Task directions: Give every non-blank line of the rows below as a Markdown table with two columns: No. for the line's number and Text for the line itself. Leave out blank lines.

Records for this task:
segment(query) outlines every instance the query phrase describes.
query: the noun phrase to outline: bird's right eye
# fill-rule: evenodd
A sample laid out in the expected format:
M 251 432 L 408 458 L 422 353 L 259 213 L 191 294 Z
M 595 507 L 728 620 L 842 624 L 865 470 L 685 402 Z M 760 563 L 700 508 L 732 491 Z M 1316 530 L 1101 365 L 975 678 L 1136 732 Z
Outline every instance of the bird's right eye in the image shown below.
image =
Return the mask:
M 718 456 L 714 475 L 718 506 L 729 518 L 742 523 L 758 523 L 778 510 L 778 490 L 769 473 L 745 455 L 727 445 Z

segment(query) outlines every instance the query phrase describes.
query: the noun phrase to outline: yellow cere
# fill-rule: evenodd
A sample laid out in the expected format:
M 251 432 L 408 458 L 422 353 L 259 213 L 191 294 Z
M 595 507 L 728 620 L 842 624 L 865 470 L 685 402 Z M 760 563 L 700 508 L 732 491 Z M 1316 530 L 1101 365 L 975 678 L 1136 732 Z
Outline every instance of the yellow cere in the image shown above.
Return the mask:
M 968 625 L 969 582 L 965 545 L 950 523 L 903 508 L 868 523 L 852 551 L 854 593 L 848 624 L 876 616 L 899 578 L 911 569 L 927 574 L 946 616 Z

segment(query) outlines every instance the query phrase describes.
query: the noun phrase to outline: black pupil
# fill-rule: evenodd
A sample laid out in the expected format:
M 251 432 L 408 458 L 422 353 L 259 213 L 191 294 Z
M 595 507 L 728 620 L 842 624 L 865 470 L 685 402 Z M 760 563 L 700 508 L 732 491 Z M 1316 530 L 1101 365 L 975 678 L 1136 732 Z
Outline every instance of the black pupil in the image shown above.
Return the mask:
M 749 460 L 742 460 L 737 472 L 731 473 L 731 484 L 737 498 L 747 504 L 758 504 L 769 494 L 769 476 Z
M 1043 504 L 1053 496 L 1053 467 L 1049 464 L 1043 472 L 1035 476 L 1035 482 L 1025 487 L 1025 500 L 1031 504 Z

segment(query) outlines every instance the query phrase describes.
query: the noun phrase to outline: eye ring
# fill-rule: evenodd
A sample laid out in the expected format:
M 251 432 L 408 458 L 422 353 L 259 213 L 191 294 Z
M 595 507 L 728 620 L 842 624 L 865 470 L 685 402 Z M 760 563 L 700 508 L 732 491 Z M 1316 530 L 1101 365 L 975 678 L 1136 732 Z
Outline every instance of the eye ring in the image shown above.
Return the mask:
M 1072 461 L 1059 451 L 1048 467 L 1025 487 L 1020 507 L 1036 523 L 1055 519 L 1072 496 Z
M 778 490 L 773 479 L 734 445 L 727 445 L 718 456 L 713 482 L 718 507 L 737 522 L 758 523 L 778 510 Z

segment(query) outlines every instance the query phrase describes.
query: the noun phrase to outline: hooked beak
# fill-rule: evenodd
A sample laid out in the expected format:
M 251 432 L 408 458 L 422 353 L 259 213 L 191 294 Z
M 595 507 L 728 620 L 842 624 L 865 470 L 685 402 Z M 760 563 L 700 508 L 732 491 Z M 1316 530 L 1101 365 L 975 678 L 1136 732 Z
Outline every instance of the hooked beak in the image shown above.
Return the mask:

Correct output:
| No. | Text |
|---|---|
| 1 | segment(query) outlines every instance the query phrase describes. |
| 2 | query: the noun phrase to outline: bird's right eye |
| 3 | # fill-rule: evenodd |
| 4 | A sample laid out in the expected format: |
| 5 | M 251 432 L 408 458 L 422 353 L 259 213 L 191 294 Z |
| 6 | M 595 507 L 728 620 L 842 624 L 865 470 L 685 402 Z M 760 563 L 700 508 L 732 491 Z M 1316 530 L 1101 365 L 975 678 L 1136 732 Z |
| 7 | Outline every instance of the bird's right eye in the image shown below. |
| 8 | image = |
| 9 | Return the mask: |
| 10 | M 718 456 L 714 475 L 718 506 L 729 518 L 742 523 L 758 523 L 778 510 L 778 490 L 769 473 L 745 455 L 727 445 Z |
| 11 | segment(query) outlines every instance the query phrase describes. |
| 12 | query: the noun phrase to outline: yellow cere |
| 13 | # fill-rule: evenodd |
| 14 | A sample laid out in the expected format: |
| 15 | M 251 432 L 408 458 L 422 353 L 259 213 L 191 294 Z |
| 16 | M 595 507 L 728 620 L 842 624 L 865 470 L 685 402 Z M 760 563 L 700 508 L 732 491 Z M 1316 530 L 1101 365 L 975 678 L 1136 732 Z |
| 17 | Outline every instance of the yellow cere in the image shown above. |
| 18 | Return the mask: |
| 19 | M 968 625 L 969 582 L 965 545 L 950 523 L 903 508 L 868 523 L 852 551 L 854 593 L 848 624 L 876 616 L 899 578 L 911 569 L 927 574 L 946 616 Z |
| 20 | segment(query) outlines every instance the query phrase describes. |
| 21 | query: the noun phrase to outline: black pupil |
| 22 | # fill-rule: evenodd |
| 23 | A sample laid out in the expected format: |
| 24 | M 251 432 L 408 458 L 422 353 L 259 213 L 191 294 Z |
| 25 | M 595 507 L 728 620 L 842 624 L 865 470 L 685 402 Z M 760 563 L 700 508 L 732 491 Z M 1316 530 L 1101 365 L 975 678 L 1136 732 Z |
| 26 | Outline every instance of the black pupil in the image shown above. |
| 27 | Return the mask: |
| 28 | M 749 460 L 742 460 L 737 472 L 731 473 L 731 484 L 737 498 L 747 504 L 758 504 L 769 494 L 769 476 Z |
| 29 | M 1043 504 L 1053 496 L 1053 467 L 1049 464 L 1043 472 L 1035 476 L 1035 482 L 1025 487 L 1025 500 L 1031 504 Z |
| 30 | segment(query) outlines every instance the query phrase describes. |
| 31 | query: the noun phrase to outline: eye ring |
| 32 | # fill-rule: evenodd |
| 33 | A sample laid out in the expected format: |
| 34 | M 251 432 L 408 458 L 422 353 L 259 213 L 191 294 Z |
| 35 | M 595 507 L 728 620 L 842 624 L 865 470 L 685 402 Z M 760 563 L 700 508 L 732 491 Z M 1316 530 L 1101 365 L 975 678 L 1136 732 Z |
| 36 | Outline every instance of the eye ring in the image shown above. |
| 37 | Return the mask: |
| 38 | M 1072 461 L 1059 451 L 1048 467 L 1025 487 L 1020 507 L 1036 523 L 1055 519 L 1072 496 Z |
| 39 | M 778 490 L 773 479 L 734 445 L 727 445 L 718 456 L 713 482 L 718 507 L 737 522 L 758 523 L 778 510 Z |
| 40 | segment(query) outlines every instance the query phrase describes. |
| 41 | query: the noun phrase to outline: hooked beak |
| 42 | # fill-rule: evenodd |
| 43 | A sample laid out in the expected format: |
| 44 | M 251 432 L 408 458 L 422 353 L 259 213 L 191 294 Z |
| 45 | M 595 507 L 728 620 L 842 624 L 865 470 L 685 402 Z M 760 563 L 700 508 L 732 491 Z M 1316 530 L 1101 365 L 975 678 L 1136 732 Z |
| 46 | Outline every instance of the hooked beak in the image shown above. |
| 47 | Return the mask: |